# TEXT PASSAGE
>>

Trebled revenue for Health Sciences

Related tags Health sciences group Generally accepted accounting principles Medicine Caffeine

Health Sciences Group - a US nutraceutical ingredients supplier -
has announced significant increases in revenue for 2003 despite a
further slide in net profit. The recent acquisition of Quality
Botanical Ingredients (QBI) contributed 70 per cent to the
company's sales and is expected to generate further revenue in
2004.

Revenues for the year - ended 31 December 2003 - increased 221 per cent to $17.8 million from $5.5 million the previous year. The company's gross profit also grew 53 per cent, from $1.5 million in 2002 to $2.3 million.

"During 2003 we worked diligently to streamline our operations and develop exciting new products. We believe we're well positioned to take advantage of several new opportunities which are expected to increase revenues in all of our divisions,"​ said CEO of Health Sciences Group Fred Tannous.

Having acquired Quality Botanical Ingredients (QBI) - a manufacturer and contract processor of bulk botanical materials and nutritional ingredients - in February last year, the Health Sciences Group was able to successfully launch its patented weight-loss product, Tri-Xanthin.

<<

# SUPPLIED MATERIAL
>>

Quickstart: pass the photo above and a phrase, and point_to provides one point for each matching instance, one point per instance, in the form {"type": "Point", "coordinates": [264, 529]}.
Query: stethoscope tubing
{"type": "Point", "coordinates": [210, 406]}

<<

# PARTS OF THE EXERCISE
1. In the Health Sciences Group article, what were the company's revenues for the year ended 31 December 2003?
2. Reproduce the Health Sciences Group article from the words "Health Sciences Group - a" up to and including the words "to $2.3 million.".
3. Proceed with the Health Sciences Group article, picking up right after its final sentence.

# ANSWERS TO THE EXERCISE
1. $17.8 million

2.
Health Sciences Group - a US nutraceutical ingredients supplier -
has announced significant increases in revenue for 2003 despite a
further slide in net profit. The recent acquisition of Quality
Botanical Ingredients (QBI) contributed 70 per cent to the
company's sales and is expected to generate further revenue in
2004.

Revenues for the year - ended 31 December 2003 - increased 221 per cent to $17.8 million from $5.5 million the previous year. The company's gross profit also grew 53 per cent, from $1.5 million in 2002 to $2.3 million.

3.
Tri-Xanthin is claimed to mimic the thermogenic effects of the controversial weight-loss herbal, ephedra. The product combines three thermogenic extracts derived from cocoa beans, green tea and yerba mate, making it suitable for use in drinks, capsules and energy bars.

"QBI adds an extensive customer base which includes many leading nutraceutical and food and beverage companies to which the company expects to market its new line of proprietary products. We've spent the better part of last year integrating QBI into our business and positioning ourselves to leverage our collective resources to expand our product offerings in 2004,"​ said Tannous.

In 2003 the health Sciences Group received a patent for its Cocare decongestant product, which is a patented combination of an over-the-counter (OTC) pharmaceutical drug and a complementary nutraceutical ingredient, to be rolled out later this year.

Net loss for 2003 was $7.4 million compared to a net loss of $4.3 million for fiscal 2002. The company reported an operating loss of $5.6 million, compared to an operating loss of $4.1 million a year earlier.

Approximately $5.5 million of the total loss in 2003 was attributed to non-cash expenses related to financing costs and the depreciation and amortization of goods.

"To date, we have built a solid platform comprised of longstanding customer relationships. We expect to leverage this platform to become a recognized leader in providing scientifically-supported products and ingredients that promote positive health benefits,"​ said Tannous.

In 2004 the company hopes to introduce a wholesale branding strategy for some of its key products.